start

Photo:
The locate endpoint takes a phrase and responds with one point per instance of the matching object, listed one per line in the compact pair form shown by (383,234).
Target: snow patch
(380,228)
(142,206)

end

- Description of the task: Write out every entry again exactly, please, with nothing missing.

- Answer to this problem:
Photo:
The locate endpoint takes a phrase and responds with one point per instance of the matching object, listed one per line in the compact pair form shown by (383,234).
Target: snow patch
(380,228)
(142,206)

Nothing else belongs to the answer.